§ Quoted passage
◆ ◆ ◆ ◆
It, it skewered, the comfortable and gave comfort to, the, the, I’m getting the phrase wrong, right? It was truly public interest journalism, but it wasn’t the niche of some elite, news junkies who found interest in that. It was the, it was the mass public, to the point that the journals and outlets that had these muckrakers soon found competition from, from competing outlets who tried to produce the same kind of reporting themselves because it was drawing, it was drawing, public attention.

So, one of the things I think to think about, and I don’t have a full answer for this, but it’s something that ought to be part of our discussion is today we know there’s an appetite for shame and scandal, right? A lot of the junk food news that Project Censored reports every year, pivots on notions of shame and scandal, usually among celebrities of one sort or another, Hollywood sports, and the like.

But what if we harnessed that appetite, which I think is real and probably not going to go away, what if we harnessed that appetite to substantive reporting about genuine public issues? There’s no shortage of shame and scandal out there. And so I think that’s 1 avenue that without descending into kind of, weekly world news, headlines, that journalism, that’s an avenue that journalism, good, independent, investigative journalism might tap into once again, a hundred some years later.
◆ ◆ ◆ ◆
§ Requirement 1
Rewrite the rows so that "arcade of arches" becomes "row of arches" everywhere it occurs, leaving everything else as it is.
The transcript passage and the rows that follow it are unrelated material.
◆ ◆ ◆ ◆
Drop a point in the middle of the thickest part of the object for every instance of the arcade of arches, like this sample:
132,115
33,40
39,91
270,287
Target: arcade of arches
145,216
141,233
◆ ◆ ◆ ◆
§ Requirement 2
Answer these questions about the transcript on muckraking journalism:
(a) What did the outlets that had muckrakers soon face from competing outlets?
(b) Which organization reports on junk food news every year?
(c) What kind of headlines should journalism avoid descending into?

§ Correct answer 1
Drop a point in the middle of the thickest part of the object for every instance of the row of arches, like this sample:
132,115
33,40
39,91
270,287
Target: row of arches
145,216
141,233

§ Correct answer 2
(a) Competition from outlets that tried to produce the same kind of reporting themselves.
(b) Project Censored.
(c) Weekly world news headlines.